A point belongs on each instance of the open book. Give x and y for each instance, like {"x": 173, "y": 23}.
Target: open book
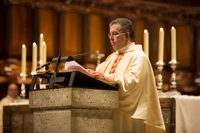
{"x": 73, "y": 65}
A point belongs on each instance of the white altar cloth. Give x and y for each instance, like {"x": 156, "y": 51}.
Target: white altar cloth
{"x": 187, "y": 114}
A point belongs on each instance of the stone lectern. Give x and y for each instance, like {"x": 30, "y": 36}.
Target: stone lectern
{"x": 74, "y": 108}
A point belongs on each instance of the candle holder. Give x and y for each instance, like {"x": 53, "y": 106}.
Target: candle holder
{"x": 34, "y": 73}
{"x": 173, "y": 64}
{"x": 160, "y": 65}
{"x": 23, "y": 87}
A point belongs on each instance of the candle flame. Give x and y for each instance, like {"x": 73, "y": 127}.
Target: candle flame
{"x": 41, "y": 35}
{"x": 34, "y": 44}
{"x": 145, "y": 31}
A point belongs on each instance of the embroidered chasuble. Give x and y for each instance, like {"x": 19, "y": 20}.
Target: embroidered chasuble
{"x": 138, "y": 100}
{"x": 117, "y": 60}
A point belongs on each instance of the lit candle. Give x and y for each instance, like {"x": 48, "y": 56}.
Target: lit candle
{"x": 173, "y": 44}
{"x": 146, "y": 42}
{"x": 41, "y": 48}
{"x": 23, "y": 60}
{"x": 161, "y": 45}
{"x": 34, "y": 57}
{"x": 44, "y": 52}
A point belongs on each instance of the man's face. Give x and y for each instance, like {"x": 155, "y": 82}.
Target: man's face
{"x": 13, "y": 91}
{"x": 117, "y": 38}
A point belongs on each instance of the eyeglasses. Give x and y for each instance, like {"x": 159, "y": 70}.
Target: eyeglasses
{"x": 114, "y": 34}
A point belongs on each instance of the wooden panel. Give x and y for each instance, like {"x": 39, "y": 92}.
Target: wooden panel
{"x": 2, "y": 31}
{"x": 154, "y": 40}
{"x": 197, "y": 48}
{"x": 70, "y": 34}
{"x": 139, "y": 26}
{"x": 97, "y": 33}
{"x": 184, "y": 46}
{"x": 19, "y": 29}
{"x": 47, "y": 21}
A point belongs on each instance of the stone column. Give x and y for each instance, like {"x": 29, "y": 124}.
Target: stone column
{"x": 73, "y": 110}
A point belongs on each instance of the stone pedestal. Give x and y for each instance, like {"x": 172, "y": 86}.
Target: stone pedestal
{"x": 73, "y": 110}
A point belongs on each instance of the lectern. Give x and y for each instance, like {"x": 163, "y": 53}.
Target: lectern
{"x": 76, "y": 103}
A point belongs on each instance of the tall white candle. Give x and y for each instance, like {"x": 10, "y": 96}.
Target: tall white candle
{"x": 34, "y": 57}
{"x": 23, "y": 60}
{"x": 161, "y": 45}
{"x": 41, "y": 48}
{"x": 44, "y": 52}
{"x": 173, "y": 43}
{"x": 146, "y": 42}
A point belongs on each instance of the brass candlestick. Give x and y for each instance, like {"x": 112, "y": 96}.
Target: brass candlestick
{"x": 160, "y": 65}
{"x": 173, "y": 85}
{"x": 34, "y": 73}
{"x": 23, "y": 87}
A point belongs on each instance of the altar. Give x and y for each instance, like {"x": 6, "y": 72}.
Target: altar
{"x": 75, "y": 109}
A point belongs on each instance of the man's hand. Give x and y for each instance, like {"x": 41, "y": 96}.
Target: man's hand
{"x": 96, "y": 74}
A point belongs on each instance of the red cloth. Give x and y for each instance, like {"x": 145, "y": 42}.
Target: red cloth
{"x": 117, "y": 60}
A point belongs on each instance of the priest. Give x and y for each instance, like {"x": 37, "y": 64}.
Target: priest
{"x": 139, "y": 109}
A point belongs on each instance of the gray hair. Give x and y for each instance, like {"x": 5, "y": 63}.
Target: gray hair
{"x": 125, "y": 26}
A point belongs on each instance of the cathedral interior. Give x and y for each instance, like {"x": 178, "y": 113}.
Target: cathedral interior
{"x": 72, "y": 27}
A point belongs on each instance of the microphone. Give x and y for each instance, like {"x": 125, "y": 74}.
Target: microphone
{"x": 63, "y": 59}
{"x": 44, "y": 65}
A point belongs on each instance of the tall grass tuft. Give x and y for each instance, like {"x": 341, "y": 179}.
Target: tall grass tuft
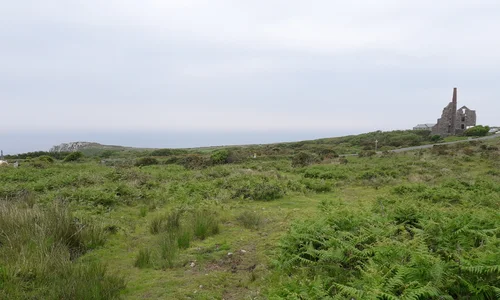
{"x": 144, "y": 259}
{"x": 250, "y": 219}
{"x": 205, "y": 223}
{"x": 38, "y": 248}
{"x": 169, "y": 249}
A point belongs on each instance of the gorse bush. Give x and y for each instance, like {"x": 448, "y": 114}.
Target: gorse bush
{"x": 220, "y": 157}
{"x": 478, "y": 130}
{"x": 146, "y": 161}
{"x": 303, "y": 159}
{"x": 73, "y": 156}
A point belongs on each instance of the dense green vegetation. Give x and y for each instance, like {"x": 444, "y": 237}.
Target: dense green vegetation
{"x": 477, "y": 131}
{"x": 295, "y": 222}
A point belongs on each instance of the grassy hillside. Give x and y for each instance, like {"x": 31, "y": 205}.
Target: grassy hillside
{"x": 296, "y": 222}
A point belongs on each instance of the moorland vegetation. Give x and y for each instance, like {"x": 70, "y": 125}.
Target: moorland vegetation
{"x": 281, "y": 221}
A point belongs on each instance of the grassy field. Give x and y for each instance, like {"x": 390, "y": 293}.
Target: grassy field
{"x": 296, "y": 222}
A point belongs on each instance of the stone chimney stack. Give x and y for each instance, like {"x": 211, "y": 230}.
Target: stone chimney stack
{"x": 454, "y": 112}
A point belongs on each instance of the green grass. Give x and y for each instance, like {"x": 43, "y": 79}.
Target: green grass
{"x": 254, "y": 228}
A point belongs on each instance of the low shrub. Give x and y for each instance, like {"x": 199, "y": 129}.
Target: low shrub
{"x": 220, "y": 157}
{"x": 146, "y": 161}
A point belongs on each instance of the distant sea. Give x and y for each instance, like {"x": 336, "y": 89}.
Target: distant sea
{"x": 20, "y": 142}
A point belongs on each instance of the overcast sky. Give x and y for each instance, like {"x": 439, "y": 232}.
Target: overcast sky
{"x": 249, "y": 66}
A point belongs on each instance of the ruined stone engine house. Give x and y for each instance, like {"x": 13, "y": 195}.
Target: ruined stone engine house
{"x": 454, "y": 121}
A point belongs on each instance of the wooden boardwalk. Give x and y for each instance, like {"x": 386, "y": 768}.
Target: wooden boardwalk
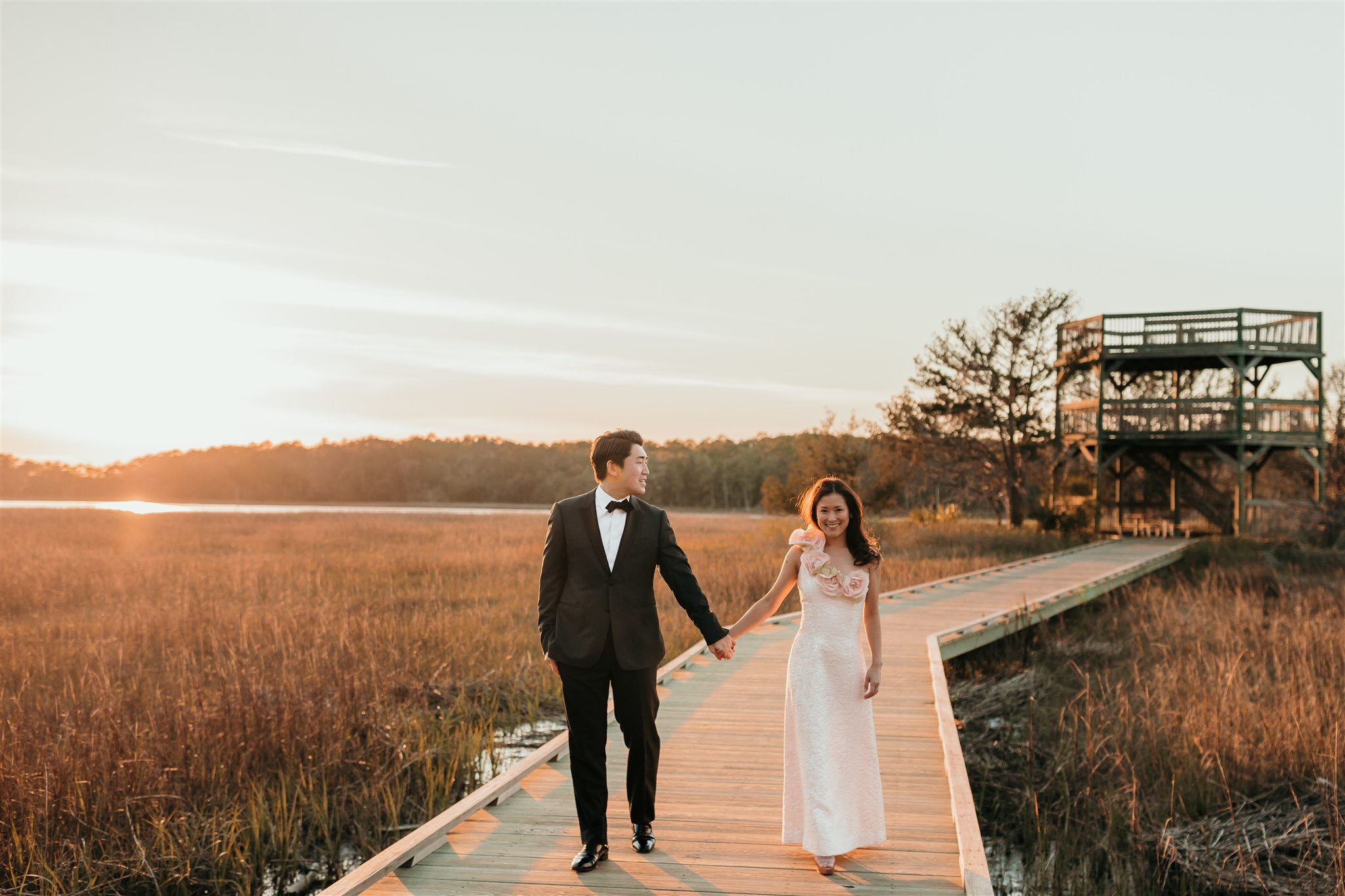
{"x": 720, "y": 775}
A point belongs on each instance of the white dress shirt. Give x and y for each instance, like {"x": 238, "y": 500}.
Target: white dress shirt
{"x": 611, "y": 524}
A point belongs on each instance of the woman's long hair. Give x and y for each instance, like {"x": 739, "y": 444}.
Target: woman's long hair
{"x": 862, "y": 545}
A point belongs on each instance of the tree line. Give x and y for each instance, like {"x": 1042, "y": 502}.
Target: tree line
{"x": 973, "y": 429}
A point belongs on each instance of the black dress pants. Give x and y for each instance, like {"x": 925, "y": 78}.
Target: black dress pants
{"x": 636, "y": 703}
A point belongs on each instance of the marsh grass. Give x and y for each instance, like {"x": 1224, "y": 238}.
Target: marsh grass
{"x": 1184, "y": 735}
{"x": 210, "y": 703}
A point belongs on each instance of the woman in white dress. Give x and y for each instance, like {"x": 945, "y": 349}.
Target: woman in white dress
{"x": 833, "y": 792}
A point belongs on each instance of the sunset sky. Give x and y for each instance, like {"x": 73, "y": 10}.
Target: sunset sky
{"x": 229, "y": 223}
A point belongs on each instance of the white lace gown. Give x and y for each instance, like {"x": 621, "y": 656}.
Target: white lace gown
{"x": 833, "y": 792}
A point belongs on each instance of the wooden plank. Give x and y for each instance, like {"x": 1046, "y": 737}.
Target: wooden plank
{"x": 718, "y": 821}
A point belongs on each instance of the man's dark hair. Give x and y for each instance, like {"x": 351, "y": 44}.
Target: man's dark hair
{"x": 613, "y": 445}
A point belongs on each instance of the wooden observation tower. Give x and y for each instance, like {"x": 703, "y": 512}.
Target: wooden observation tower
{"x": 1166, "y": 412}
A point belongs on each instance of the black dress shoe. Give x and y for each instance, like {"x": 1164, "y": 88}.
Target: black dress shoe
{"x": 588, "y": 857}
{"x": 643, "y": 839}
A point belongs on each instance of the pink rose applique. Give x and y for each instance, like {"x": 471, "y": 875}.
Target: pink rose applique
{"x": 808, "y": 540}
{"x": 814, "y": 561}
{"x": 856, "y": 585}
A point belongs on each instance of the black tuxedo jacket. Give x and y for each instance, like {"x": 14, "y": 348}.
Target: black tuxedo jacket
{"x": 579, "y": 598}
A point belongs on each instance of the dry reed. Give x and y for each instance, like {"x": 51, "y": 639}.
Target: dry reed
{"x": 227, "y": 702}
{"x": 1185, "y": 735}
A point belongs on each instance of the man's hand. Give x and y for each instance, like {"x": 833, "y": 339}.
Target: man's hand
{"x": 724, "y": 648}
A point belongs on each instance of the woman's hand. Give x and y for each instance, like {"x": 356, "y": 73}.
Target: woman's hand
{"x": 872, "y": 680}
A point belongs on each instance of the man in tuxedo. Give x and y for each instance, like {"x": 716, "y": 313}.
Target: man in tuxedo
{"x": 600, "y": 628}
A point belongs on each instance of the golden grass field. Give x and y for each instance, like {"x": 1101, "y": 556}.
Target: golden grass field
{"x": 200, "y": 703}
{"x": 1183, "y": 735}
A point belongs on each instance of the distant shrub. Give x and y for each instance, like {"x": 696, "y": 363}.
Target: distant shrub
{"x": 937, "y": 513}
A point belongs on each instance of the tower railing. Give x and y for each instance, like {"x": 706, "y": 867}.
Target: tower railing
{"x": 1189, "y": 333}
{"x": 1195, "y": 418}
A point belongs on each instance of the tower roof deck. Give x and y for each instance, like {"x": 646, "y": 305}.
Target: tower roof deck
{"x": 1181, "y": 340}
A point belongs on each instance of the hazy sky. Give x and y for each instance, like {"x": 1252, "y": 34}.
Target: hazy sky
{"x": 228, "y": 223}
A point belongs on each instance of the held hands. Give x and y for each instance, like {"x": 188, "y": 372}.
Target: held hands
{"x": 872, "y": 680}
{"x": 722, "y": 649}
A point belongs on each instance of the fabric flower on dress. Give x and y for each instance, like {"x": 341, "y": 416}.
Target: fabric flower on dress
{"x": 856, "y": 585}
{"x": 808, "y": 539}
{"x": 829, "y": 580}
{"x": 814, "y": 561}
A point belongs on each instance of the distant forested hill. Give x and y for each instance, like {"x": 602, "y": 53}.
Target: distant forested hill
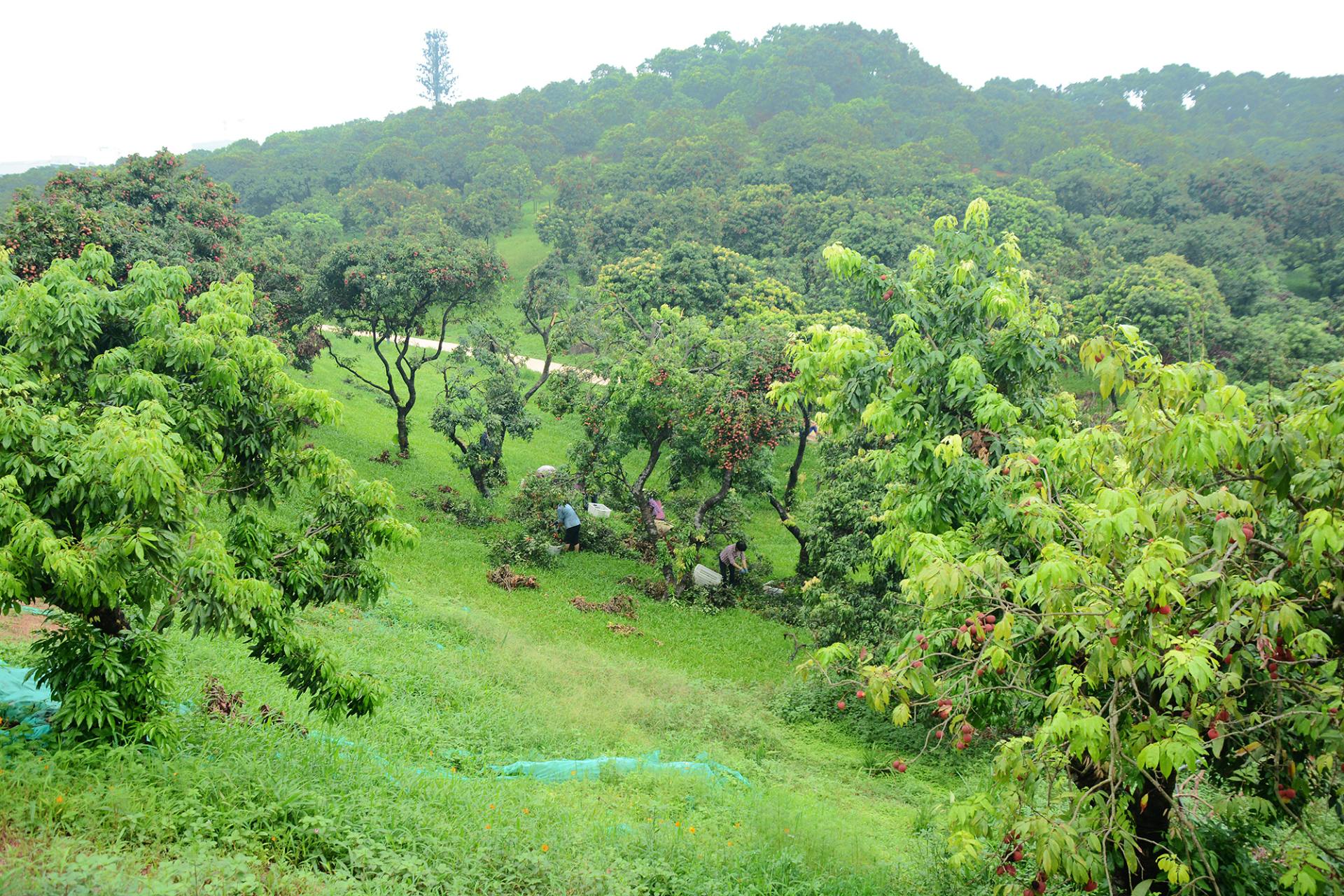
{"x": 1208, "y": 207}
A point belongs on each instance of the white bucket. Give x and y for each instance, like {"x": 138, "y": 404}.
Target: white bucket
{"x": 706, "y": 578}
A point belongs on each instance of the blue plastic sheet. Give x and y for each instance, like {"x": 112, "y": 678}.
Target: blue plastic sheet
{"x": 23, "y": 701}
{"x": 558, "y": 770}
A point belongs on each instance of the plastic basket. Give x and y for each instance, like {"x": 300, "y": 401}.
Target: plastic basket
{"x": 706, "y": 578}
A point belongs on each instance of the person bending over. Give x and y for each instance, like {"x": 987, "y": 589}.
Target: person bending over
{"x": 733, "y": 562}
{"x": 570, "y": 523}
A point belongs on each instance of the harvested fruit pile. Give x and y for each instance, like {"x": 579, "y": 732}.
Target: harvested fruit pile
{"x": 622, "y": 605}
{"x": 507, "y": 580}
{"x": 229, "y": 707}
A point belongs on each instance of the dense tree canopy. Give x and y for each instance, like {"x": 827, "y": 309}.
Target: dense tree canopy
{"x": 1151, "y": 599}
{"x": 124, "y": 422}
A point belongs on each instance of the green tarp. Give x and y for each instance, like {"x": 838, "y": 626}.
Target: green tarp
{"x": 23, "y": 701}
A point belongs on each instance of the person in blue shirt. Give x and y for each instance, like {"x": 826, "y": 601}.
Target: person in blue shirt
{"x": 569, "y": 520}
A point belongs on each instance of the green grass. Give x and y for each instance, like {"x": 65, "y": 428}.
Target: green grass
{"x": 403, "y": 801}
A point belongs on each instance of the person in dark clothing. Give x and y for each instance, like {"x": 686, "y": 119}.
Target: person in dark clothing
{"x": 569, "y": 520}
{"x": 733, "y": 562}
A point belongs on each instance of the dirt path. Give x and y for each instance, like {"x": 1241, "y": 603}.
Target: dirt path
{"x": 534, "y": 365}
{"x": 23, "y": 626}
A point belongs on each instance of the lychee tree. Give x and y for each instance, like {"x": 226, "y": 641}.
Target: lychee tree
{"x": 687, "y": 402}
{"x": 484, "y": 403}
{"x": 1144, "y": 613}
{"x": 144, "y": 441}
{"x": 394, "y": 290}
{"x": 143, "y": 209}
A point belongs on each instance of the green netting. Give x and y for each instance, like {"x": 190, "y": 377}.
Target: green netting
{"x": 24, "y": 703}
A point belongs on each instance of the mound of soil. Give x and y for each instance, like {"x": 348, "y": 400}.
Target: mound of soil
{"x": 622, "y": 605}
{"x": 507, "y": 580}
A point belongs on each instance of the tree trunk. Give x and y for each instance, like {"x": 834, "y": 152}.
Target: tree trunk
{"x": 708, "y": 504}
{"x": 804, "y": 558}
{"x": 403, "y": 440}
{"x": 109, "y": 621}
{"x": 479, "y": 476}
{"x": 785, "y": 507}
{"x": 1151, "y": 825}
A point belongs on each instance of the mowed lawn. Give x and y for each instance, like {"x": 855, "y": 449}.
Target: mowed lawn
{"x": 406, "y": 801}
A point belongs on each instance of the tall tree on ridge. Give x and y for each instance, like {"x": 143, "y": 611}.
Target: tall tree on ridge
{"x": 436, "y": 74}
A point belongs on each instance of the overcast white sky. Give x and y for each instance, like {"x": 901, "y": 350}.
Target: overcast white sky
{"x": 93, "y": 81}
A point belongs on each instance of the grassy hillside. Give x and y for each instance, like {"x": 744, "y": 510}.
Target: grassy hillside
{"x": 406, "y": 801}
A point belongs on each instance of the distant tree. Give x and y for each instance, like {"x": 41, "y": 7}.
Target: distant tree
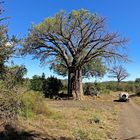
{"x": 36, "y": 83}
{"x": 54, "y": 85}
{"x": 74, "y": 41}
{"x": 7, "y": 44}
{"x": 119, "y": 73}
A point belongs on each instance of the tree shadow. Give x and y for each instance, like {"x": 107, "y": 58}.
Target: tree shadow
{"x": 10, "y": 133}
{"x": 119, "y": 101}
{"x": 137, "y": 137}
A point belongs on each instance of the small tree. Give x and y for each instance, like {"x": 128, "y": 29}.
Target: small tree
{"x": 54, "y": 85}
{"x": 119, "y": 73}
{"x": 36, "y": 83}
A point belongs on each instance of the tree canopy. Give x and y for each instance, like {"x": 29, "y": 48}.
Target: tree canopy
{"x": 76, "y": 41}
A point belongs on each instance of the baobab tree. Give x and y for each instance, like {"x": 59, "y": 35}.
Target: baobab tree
{"x": 74, "y": 40}
{"x": 119, "y": 73}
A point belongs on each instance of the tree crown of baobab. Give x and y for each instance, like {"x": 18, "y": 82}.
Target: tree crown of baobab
{"x": 74, "y": 40}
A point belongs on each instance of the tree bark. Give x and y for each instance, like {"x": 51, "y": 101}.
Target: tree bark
{"x": 75, "y": 88}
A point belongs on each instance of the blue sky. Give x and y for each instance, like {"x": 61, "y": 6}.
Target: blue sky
{"x": 122, "y": 16}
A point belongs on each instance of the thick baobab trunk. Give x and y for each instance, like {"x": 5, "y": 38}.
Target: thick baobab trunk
{"x": 75, "y": 88}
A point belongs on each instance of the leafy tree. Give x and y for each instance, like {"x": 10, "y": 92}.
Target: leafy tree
{"x": 36, "y": 83}
{"x": 54, "y": 85}
{"x": 119, "y": 73}
{"x": 137, "y": 80}
{"x": 74, "y": 41}
{"x": 7, "y": 44}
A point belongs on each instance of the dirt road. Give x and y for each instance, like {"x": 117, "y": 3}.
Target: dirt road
{"x": 129, "y": 122}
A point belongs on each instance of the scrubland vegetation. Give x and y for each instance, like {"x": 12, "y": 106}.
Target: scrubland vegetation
{"x": 38, "y": 108}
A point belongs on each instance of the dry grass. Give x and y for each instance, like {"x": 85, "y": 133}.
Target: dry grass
{"x": 83, "y": 120}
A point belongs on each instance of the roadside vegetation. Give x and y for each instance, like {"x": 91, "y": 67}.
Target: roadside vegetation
{"x": 78, "y": 46}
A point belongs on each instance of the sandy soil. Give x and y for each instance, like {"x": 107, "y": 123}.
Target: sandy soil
{"x": 129, "y": 121}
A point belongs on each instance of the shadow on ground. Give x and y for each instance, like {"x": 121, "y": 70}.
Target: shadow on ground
{"x": 10, "y": 133}
{"x": 134, "y": 138}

=== What the task asks ===
Transcribe word for word the lines from the one holding "Target: roadside vegetation" to the last line of the listing above, inclusive.

=== Response to this task ===
Target: roadside vegetation
{"x": 78, "y": 46}
A point belongs on each instance of the sandy soil. Give x and y for each instance, like {"x": 107, "y": 123}.
Target: sandy soil
{"x": 129, "y": 121}
A point belongs on each instance of the shadow on ground. Give x and y for each instance, like {"x": 121, "y": 70}.
Target: shadow on ground
{"x": 10, "y": 133}
{"x": 134, "y": 138}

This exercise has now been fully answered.